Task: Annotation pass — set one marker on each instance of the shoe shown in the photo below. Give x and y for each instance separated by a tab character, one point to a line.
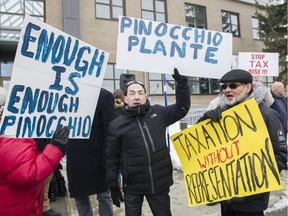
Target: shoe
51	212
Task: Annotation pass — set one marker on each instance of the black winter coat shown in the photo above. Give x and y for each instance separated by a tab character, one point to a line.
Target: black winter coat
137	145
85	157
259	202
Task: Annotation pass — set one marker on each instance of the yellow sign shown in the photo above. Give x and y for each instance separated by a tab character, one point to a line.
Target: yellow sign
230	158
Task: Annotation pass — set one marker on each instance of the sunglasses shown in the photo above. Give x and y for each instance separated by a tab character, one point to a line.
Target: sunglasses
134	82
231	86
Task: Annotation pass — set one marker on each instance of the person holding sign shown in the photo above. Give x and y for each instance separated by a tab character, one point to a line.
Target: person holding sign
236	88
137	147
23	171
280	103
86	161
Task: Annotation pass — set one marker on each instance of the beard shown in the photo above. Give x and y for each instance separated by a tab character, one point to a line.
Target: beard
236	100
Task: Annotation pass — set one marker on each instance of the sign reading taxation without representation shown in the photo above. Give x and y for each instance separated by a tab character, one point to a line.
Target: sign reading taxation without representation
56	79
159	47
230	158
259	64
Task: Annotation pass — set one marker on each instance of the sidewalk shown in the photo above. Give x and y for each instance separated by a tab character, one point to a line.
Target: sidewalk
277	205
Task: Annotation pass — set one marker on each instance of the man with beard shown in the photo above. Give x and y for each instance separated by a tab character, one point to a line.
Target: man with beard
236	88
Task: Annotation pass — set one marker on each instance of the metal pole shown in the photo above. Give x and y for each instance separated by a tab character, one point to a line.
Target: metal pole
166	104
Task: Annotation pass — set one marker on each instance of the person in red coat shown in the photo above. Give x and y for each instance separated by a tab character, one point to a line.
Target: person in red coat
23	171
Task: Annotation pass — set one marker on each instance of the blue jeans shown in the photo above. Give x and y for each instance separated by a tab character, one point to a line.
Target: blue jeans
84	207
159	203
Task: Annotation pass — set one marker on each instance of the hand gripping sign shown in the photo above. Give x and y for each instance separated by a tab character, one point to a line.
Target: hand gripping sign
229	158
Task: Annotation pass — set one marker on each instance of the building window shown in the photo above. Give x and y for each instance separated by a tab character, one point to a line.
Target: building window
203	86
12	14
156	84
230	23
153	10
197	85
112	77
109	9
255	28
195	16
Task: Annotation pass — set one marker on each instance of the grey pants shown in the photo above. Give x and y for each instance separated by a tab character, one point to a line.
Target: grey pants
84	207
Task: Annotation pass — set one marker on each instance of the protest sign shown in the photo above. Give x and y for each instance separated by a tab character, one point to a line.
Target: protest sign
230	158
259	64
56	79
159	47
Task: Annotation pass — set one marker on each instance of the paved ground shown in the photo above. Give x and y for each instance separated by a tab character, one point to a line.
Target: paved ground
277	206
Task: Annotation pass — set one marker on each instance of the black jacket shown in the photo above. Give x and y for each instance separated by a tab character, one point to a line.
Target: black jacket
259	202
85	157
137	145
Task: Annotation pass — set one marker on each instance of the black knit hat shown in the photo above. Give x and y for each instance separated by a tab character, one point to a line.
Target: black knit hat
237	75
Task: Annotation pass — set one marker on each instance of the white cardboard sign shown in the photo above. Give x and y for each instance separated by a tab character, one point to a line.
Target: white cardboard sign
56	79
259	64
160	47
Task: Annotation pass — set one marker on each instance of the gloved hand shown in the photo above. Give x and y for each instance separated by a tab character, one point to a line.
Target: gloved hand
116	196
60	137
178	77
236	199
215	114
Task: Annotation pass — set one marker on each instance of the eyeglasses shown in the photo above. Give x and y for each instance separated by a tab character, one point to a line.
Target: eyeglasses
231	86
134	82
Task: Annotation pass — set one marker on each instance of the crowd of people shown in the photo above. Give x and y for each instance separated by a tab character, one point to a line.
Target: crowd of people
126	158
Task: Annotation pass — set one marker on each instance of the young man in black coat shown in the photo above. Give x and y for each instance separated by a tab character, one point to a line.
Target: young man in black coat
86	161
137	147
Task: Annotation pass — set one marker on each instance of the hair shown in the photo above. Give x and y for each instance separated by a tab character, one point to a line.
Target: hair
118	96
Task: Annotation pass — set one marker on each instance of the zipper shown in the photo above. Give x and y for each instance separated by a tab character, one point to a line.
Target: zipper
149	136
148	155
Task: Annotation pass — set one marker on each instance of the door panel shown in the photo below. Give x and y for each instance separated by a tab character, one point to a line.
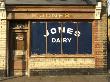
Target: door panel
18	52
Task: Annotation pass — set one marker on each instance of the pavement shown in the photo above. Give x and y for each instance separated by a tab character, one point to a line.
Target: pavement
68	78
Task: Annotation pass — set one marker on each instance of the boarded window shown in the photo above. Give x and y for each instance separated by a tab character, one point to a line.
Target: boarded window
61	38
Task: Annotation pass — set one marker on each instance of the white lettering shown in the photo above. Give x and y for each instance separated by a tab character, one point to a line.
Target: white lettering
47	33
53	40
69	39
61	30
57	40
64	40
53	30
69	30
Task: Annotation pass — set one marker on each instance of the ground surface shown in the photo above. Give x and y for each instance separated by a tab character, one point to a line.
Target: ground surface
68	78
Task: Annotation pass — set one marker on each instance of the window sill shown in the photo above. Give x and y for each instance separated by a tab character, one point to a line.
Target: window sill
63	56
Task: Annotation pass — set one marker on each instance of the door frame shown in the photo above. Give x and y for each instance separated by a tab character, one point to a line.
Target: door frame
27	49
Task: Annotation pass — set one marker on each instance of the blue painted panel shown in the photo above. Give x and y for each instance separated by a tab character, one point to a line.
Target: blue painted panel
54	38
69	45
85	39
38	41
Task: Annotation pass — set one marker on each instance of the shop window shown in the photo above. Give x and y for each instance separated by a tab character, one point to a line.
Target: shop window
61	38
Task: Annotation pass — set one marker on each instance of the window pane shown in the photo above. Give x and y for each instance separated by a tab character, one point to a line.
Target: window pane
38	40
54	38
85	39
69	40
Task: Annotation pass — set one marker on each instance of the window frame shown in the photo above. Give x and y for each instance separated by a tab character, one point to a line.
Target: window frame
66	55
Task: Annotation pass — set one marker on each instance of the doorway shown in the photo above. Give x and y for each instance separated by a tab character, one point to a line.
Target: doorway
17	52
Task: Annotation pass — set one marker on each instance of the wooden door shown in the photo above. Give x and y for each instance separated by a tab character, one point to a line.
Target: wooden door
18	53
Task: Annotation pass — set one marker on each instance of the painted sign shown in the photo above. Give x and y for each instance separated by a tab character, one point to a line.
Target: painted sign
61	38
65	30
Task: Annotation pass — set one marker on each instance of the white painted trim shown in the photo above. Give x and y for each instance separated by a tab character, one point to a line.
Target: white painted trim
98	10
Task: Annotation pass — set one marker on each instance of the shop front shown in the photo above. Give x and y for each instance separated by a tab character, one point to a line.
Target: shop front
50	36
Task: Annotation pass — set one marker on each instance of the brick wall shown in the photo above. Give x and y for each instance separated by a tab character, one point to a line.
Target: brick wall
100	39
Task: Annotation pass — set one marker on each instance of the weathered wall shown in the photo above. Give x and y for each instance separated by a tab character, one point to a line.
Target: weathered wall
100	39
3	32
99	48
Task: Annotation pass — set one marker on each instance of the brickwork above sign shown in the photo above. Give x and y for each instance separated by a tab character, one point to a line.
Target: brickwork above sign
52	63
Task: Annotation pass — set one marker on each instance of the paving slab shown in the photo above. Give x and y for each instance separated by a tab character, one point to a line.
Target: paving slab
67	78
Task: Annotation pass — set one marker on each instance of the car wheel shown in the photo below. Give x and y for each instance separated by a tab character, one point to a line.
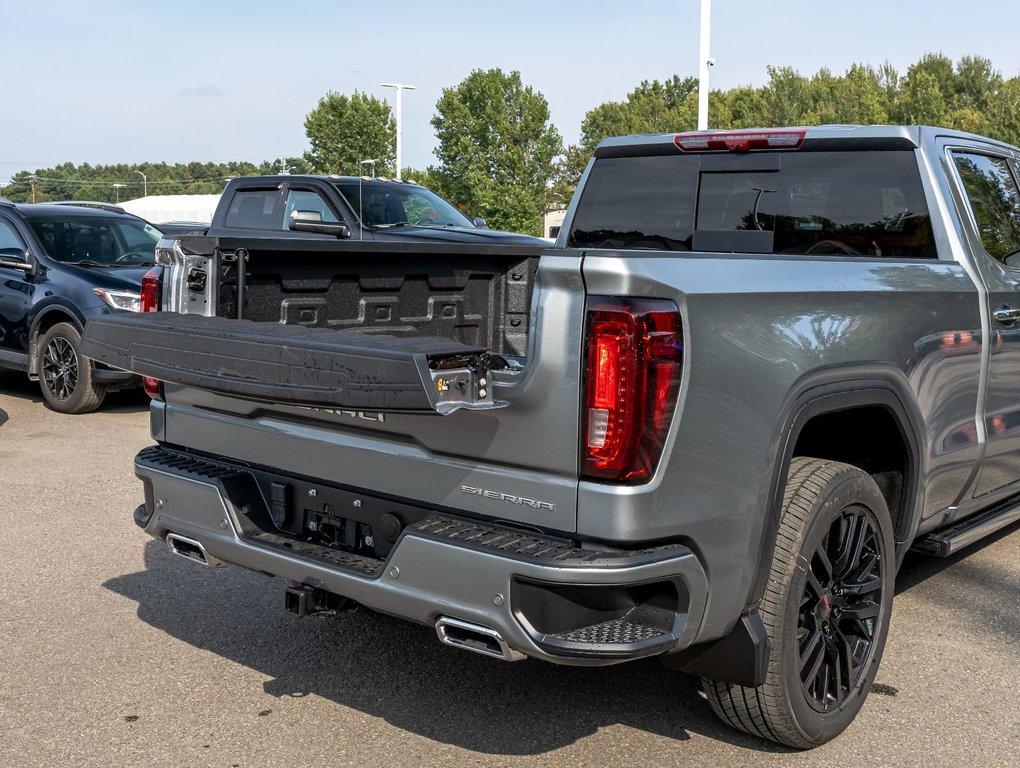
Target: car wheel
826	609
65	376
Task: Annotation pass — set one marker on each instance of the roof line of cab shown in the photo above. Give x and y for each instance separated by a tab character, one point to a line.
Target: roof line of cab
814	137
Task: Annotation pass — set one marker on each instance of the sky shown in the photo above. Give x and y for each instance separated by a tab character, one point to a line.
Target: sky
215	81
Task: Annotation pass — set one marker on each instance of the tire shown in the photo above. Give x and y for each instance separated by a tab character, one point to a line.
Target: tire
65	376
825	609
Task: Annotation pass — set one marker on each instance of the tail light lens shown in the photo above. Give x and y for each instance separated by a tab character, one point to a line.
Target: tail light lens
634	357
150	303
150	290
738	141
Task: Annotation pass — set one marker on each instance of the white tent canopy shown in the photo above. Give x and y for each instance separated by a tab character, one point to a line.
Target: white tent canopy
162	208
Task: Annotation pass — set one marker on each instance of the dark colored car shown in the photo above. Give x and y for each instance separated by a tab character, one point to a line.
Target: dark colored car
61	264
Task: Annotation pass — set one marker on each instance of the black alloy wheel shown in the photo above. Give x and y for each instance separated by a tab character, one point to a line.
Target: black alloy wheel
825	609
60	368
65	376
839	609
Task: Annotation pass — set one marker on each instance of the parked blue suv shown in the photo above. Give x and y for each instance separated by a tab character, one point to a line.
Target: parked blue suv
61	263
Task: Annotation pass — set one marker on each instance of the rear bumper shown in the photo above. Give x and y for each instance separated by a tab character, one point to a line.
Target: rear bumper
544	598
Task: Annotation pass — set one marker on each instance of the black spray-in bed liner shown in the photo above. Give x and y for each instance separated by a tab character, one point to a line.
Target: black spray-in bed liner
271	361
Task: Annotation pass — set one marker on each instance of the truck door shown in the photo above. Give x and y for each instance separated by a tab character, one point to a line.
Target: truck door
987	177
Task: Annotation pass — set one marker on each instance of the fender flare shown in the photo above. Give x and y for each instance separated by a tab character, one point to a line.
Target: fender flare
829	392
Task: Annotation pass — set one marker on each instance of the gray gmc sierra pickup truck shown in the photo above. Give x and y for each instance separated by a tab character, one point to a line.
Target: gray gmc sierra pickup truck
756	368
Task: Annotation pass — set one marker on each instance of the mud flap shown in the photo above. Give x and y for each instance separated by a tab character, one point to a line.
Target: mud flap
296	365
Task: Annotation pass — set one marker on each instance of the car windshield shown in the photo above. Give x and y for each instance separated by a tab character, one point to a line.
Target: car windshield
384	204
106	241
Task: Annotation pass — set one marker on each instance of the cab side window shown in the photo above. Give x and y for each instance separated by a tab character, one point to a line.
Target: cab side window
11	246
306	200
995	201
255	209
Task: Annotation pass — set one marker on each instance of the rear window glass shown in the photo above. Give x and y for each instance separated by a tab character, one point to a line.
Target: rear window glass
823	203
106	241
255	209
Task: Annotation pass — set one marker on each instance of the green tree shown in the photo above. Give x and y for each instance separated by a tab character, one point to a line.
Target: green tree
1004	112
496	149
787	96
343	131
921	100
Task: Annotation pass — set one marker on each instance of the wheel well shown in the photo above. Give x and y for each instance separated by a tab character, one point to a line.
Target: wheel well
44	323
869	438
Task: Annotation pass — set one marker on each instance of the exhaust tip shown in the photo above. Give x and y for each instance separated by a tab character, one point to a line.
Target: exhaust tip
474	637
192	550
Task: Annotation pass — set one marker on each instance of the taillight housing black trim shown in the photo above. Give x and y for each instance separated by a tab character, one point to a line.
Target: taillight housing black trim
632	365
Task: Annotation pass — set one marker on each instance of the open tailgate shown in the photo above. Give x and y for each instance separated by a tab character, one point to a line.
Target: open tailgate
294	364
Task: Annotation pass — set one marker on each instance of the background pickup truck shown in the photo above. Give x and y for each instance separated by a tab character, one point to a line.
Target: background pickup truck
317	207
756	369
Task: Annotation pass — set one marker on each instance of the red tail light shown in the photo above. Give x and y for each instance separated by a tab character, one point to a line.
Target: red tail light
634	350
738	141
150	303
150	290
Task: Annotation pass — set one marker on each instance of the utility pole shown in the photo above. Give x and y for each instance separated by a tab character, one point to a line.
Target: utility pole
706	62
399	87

# YOUR TASK
Everything from the line with "of the green" to the end of the listing above needs to be duplicated exactly, both end lines included, with nothing more.

# COMPLETE RESPONSE
Task: Annotation pass — set one marker on each instance of the green tree shown in the photo above. Give x and y for each instance separated by a tab character, one point to a line.
Target: green tree
1004	112
496	149
787	96
343	131
921	100
Task: Annotation pass — set one marker on each instance of the wheel well shown in the photo above. Give x and y for each instance separated by a tab character, one point to a line.
Target: wheel well
44	323
869	438
Task: Annotation pass — set one marker on each instance of the exhaust tip shown in the photo above. Give x and y for each instance separated by a tab character, one point to a line.
Target: exhaust tip
474	637
192	550
Task: Annotation pass — set one marker on each instance of the taillight housing black trim shown in the photo above. Give x and y for each instance separated by a tab character, one point to a line.
Target: taillight housing black trim
632	365
Task: Annotation pass — set one marker on each instance of the open tailgate shown in the photo above. Give x and y for each instance separated by a tab character, one point to a line.
Target: open tailgate
294	364
Task: Annotation pass — set one marker on each instance of the background pickup truck shown in the photo above. Give x and y for each instance separated by a tab character, one point to a line.
Target: background pickup truck
317	207
756	369
Task: Annotation pass — set one marker on each instance of the red tail light shown in the photo above. Give x and y for each instance separated by a tab character, one point to a line.
Target: red tail light
634	350
738	141
150	303
150	290
Task: Annotation pass — set one marker on each instance of the utility pole shown in the photo above. Give x and y for each instance separated by a tab character, one point to a line.
Target: utility pole
706	62
399	87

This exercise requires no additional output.